**DOCUMENT SEGMENT:**
━━━━━━━━━━

Differences from OpenCL 1.1 to 1.2

This article will be of interest if you don’t want to read the whole new specifications [PDF] for OpenCL 1.2.

As always, feedback will be much appreciated.

After many meetings with the many members of the OpenCL task force, a lot of ideas sprouted. And every 17 or 18 months a new version comes out of OpenCL to give form to all these ideas. You can see totally new ideas coming up and already brought outside in another product by a member. You can also see ideas not appearing at all as other members voted against them. The last category is very interesting and hopefully we’ll see a lot of forum-discussion soon what should be in the next version, as it is missing now.

With the release of 1.2 there was also announced that (at least) two task forces will be erected. One of them will target integration in high-level programming languages, which tells me that phase 1 of creating the standard is complete and we can expect to go for OpenCL 2.0. I will discuss these phases in a follow-up and what you as a user, programmer or customer, can expect… and how you can act on it.

Another big announcement was that Altera is starting to support OpenCL for a FPGA-product. In another article I will let you know everything there is to know. For now, let’s concentrate on the actual differences in this version software-wise, and what you can do with it. I have added links to the 1.1 and 1.2 man-pages, so you can look it up.

New Kernel-functions

The most rudiment debug-tool, printf, first needed to have a vendor-specific extension enabled, but now you can flood the standard output without it. For those who have not tried printf yet, have a global size of 1000, let the CPU print “pingn” and the kernels “pongn”. Then you’ll know exactly why you need to be careful with this function.

The function popcount returns the number of ones in a variable. So if x is 5 (binary 101), then popcount(x) is 2. A nice explanation of fast popcount on SSE is here. It counts bits regardless of what it represents, so it also counts the sign-bit.

Replaced functions

The OpenCL group prefers to change the name of functions when the parameter-list changes. Below you’ll find the “new” functions I encountered.

clEnqueueMarkerclEnqueueBarrier and clEnqueueWaitForEvents have been merged into clEnqueueMarkerWithWaitList and clEnqueueBarrierWithWaitList. The barrier and marker functionality are still the same, but if a non-NULL waiting-list is given it will also continue if all the events have occurred. This was tricky to program before. A new option is that you can fire an event when all previous events have occurred.

━━━━━━━━━━

**GIVEN INFORMATION:**

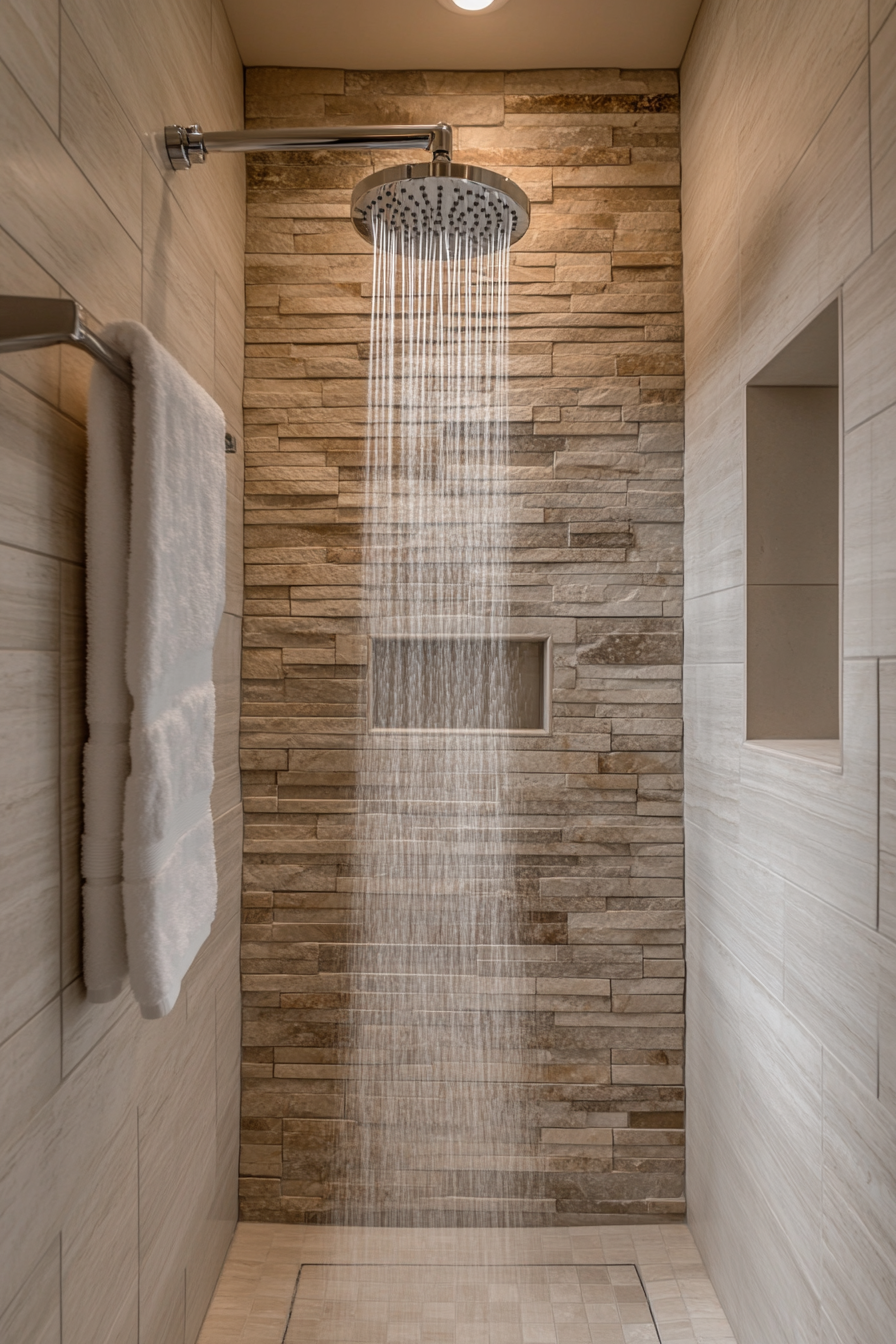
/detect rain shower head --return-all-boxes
[352,159,529,255]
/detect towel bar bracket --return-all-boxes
[0,294,236,453]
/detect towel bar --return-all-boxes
[0,294,236,453]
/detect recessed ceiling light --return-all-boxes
[439,0,508,13]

━━━━━━━━━━

**EXERCISE OBJECTIVE:** Reproduce the part of the OpenCL 1.2 article above that opens with the words containing "Another big announcement" and closes with "with this function.".

**OUTPUT BELOW:**
Another big announcement was that Altera is starting to support OpenCL for a FPGA-product. In another article I will let you know everything there is to know. For now, let’s concentrate on the actual differences in this version software-wise, and what you can do with it. I have added links to the 1.1 and 1.2 man-pages, so you can look it up.

New Kernel-functions

The most rudiment debug-tool, printf, first needed to have a vendor-specific extension enabled, but now you can flood the standard output without it. For those who have not tried printf yet, have a global size of 1000, let the CPU print “pingn” and the kernels “pongn”. Then you’ll know exactly why you need to be careful with this function.